Reading text:

Funny you should mention it.  I drafted an email in early February to queue up 
the same discussion whenever I could get involved again (which I promptly 
forgot about).  What happens currently in 2.0 appears unchanged from earlier 
versions.  When R is not satisfied in fabric, fabric_doc_open:handle_message 
eventually responds with a {stop, …}  but leaves the acc-state as the original 
r_not_met which triggers a read_repair from the response handler.  read_repair 
results in an {ok, …} with the only doc available, because no other docs are in 
the list.  The final doc returned to chttpd_db:couch_doc_open and thusly to 
chttpd_db:db_doc_req is simply {ok, Doc}, which has now lost the fact that the 
answer was not complete.

This seems straightforward to fix by a change in 
fabric_open_doc:handle_response and read_repair.  handle_response knows whether 
it has R met and could pass that forward, or allow read-repair to pass it 
forward if read_repair is able to satisfy acc.r.  I can’t speak for community 
interest in the behavior of sending a 202, but it’s something I’d definitely 
like for the same reasons you cite.  Plus it just seems disconnected to do it 
on writes but not reads.

Cheers,
</JamesM>

On Mar 24, 2015, at 14:06, Nathan Vander Wilt <[email protected]> wrote:

> Sorry, I have not been following CouchDB 2.0 roadmap but I was extending my 
> fermata-couchdb plugin today and realized that perhaps the Apache release of 
> BigCouch as CouchDB 2.0 might provide an opportunity to fix a serious issue I 
> had using Cloudant's implementation.

Data records:

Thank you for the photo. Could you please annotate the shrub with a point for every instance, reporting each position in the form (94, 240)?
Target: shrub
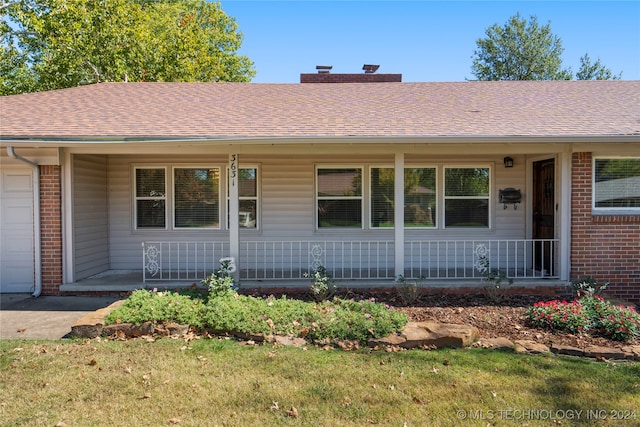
(234, 313)
(591, 314)
(153, 306)
(322, 285)
(558, 315)
(220, 282)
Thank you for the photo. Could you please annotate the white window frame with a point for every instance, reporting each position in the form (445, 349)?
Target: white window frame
(256, 198)
(361, 197)
(608, 210)
(173, 198)
(444, 197)
(369, 196)
(165, 198)
(438, 192)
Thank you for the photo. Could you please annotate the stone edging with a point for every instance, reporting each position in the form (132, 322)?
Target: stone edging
(427, 335)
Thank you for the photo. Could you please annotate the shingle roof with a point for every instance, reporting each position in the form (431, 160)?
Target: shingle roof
(256, 110)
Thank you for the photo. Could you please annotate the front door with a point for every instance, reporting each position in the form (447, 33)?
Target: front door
(543, 207)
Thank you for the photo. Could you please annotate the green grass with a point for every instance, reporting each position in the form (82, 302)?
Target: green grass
(209, 382)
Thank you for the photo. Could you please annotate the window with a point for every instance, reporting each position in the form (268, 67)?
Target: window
(466, 197)
(420, 206)
(150, 198)
(196, 197)
(382, 197)
(617, 184)
(248, 197)
(339, 197)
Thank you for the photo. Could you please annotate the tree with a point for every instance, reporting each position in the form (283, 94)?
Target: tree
(596, 71)
(53, 44)
(519, 51)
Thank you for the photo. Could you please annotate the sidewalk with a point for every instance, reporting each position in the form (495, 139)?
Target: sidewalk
(47, 317)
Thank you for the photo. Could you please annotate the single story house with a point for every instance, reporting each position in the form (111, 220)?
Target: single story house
(370, 177)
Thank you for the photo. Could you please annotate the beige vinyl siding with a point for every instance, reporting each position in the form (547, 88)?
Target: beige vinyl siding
(90, 215)
(287, 202)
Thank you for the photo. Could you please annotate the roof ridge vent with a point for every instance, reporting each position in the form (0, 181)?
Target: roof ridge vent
(370, 68)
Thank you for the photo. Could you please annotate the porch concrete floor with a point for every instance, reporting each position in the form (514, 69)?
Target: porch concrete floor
(126, 281)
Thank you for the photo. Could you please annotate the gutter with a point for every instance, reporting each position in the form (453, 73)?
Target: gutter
(36, 218)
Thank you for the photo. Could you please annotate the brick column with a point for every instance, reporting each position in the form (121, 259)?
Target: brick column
(51, 229)
(605, 247)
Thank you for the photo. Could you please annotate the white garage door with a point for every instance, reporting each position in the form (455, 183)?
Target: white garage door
(16, 230)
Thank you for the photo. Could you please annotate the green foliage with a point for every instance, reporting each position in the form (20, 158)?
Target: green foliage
(153, 306)
(589, 314)
(356, 320)
(220, 283)
(594, 71)
(53, 44)
(322, 285)
(234, 313)
(519, 50)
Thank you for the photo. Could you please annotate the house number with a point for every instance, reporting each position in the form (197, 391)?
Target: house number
(233, 168)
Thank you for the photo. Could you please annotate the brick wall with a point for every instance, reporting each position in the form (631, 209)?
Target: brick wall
(350, 78)
(605, 247)
(51, 229)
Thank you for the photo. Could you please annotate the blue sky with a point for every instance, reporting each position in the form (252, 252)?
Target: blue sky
(422, 40)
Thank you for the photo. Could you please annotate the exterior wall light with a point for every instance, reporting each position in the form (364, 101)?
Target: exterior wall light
(508, 162)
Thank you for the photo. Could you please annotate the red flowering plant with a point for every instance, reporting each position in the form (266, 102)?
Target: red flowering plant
(558, 315)
(589, 314)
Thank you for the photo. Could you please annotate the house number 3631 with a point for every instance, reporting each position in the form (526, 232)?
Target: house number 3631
(233, 169)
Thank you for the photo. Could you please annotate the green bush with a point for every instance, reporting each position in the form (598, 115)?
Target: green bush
(144, 306)
(234, 313)
(589, 314)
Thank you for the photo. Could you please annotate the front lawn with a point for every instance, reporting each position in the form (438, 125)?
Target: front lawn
(209, 382)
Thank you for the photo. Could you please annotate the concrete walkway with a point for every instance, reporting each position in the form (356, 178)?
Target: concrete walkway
(46, 317)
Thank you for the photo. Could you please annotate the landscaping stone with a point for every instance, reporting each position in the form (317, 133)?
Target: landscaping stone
(435, 334)
(531, 347)
(128, 330)
(604, 352)
(290, 341)
(566, 350)
(496, 343)
(632, 352)
(91, 324)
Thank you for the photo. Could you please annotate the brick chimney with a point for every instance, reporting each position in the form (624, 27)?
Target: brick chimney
(369, 76)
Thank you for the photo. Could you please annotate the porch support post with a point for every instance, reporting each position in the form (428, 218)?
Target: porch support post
(234, 215)
(564, 213)
(398, 214)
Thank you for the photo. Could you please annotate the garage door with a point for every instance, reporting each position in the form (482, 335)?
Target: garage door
(16, 230)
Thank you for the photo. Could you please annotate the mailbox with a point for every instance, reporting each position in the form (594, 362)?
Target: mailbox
(510, 196)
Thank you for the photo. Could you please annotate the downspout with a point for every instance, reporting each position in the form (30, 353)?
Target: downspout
(36, 218)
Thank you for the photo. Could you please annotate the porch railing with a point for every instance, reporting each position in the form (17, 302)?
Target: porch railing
(352, 260)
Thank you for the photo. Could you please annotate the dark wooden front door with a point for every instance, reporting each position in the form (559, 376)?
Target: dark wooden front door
(544, 203)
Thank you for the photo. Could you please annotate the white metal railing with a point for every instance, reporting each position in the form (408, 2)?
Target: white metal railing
(292, 260)
(460, 259)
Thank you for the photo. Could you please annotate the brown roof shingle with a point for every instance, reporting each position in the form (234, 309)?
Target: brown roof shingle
(252, 110)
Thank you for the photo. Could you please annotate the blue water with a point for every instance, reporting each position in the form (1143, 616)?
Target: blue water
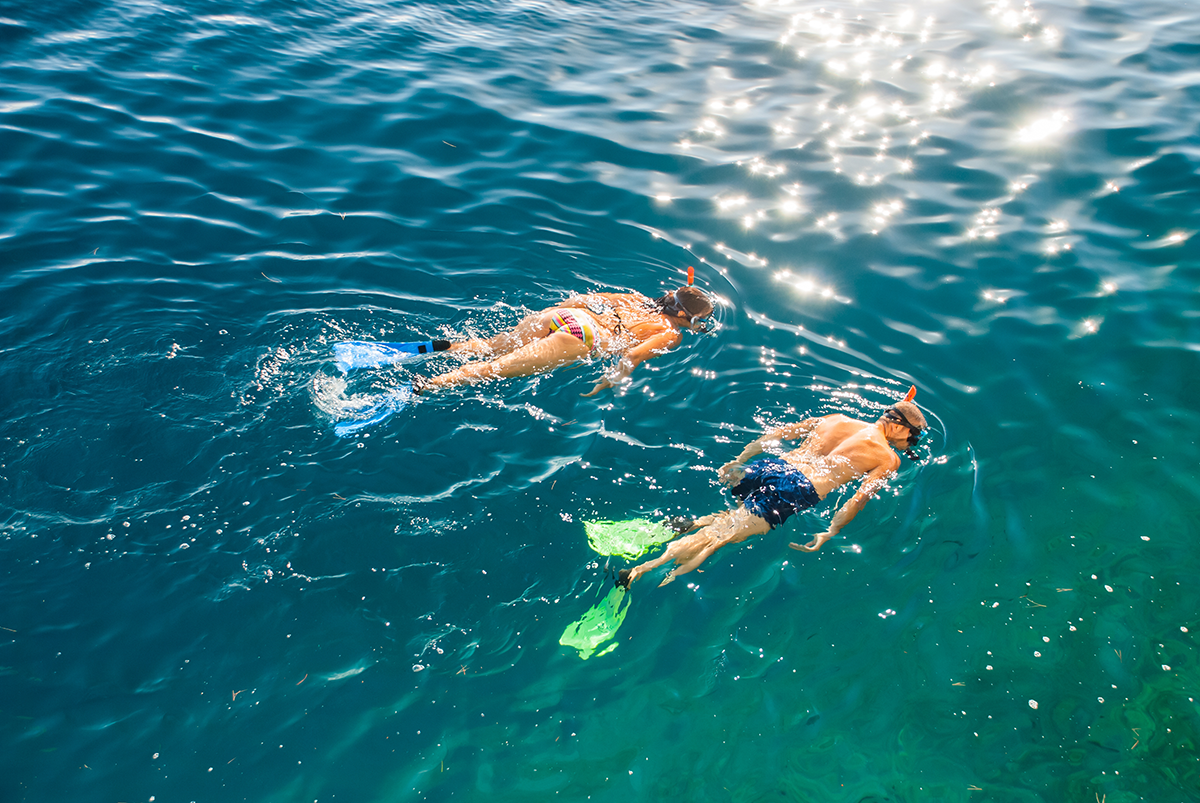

Aim:
In the mailing list message about read quorum in CouchDB 2.0, retype the stretch from "This seems straightforward" through "but not reads." word for word.

Result of the task:
This seems straightforward to fix by a change in 
fabric_open_doc:handle_response and read_repair.  handle_response knows whether 
it has R met and could pass that forward, or allow read-repair to pass it 
forward if read_repair is able to satisfy acc.r.  I can’t speak for community 
interest in the behavior of sending a 202, but it’s something I’d definitely 
like for the same reasons you cite.  Plus it just seems disconnected to do it 
on writes but not reads.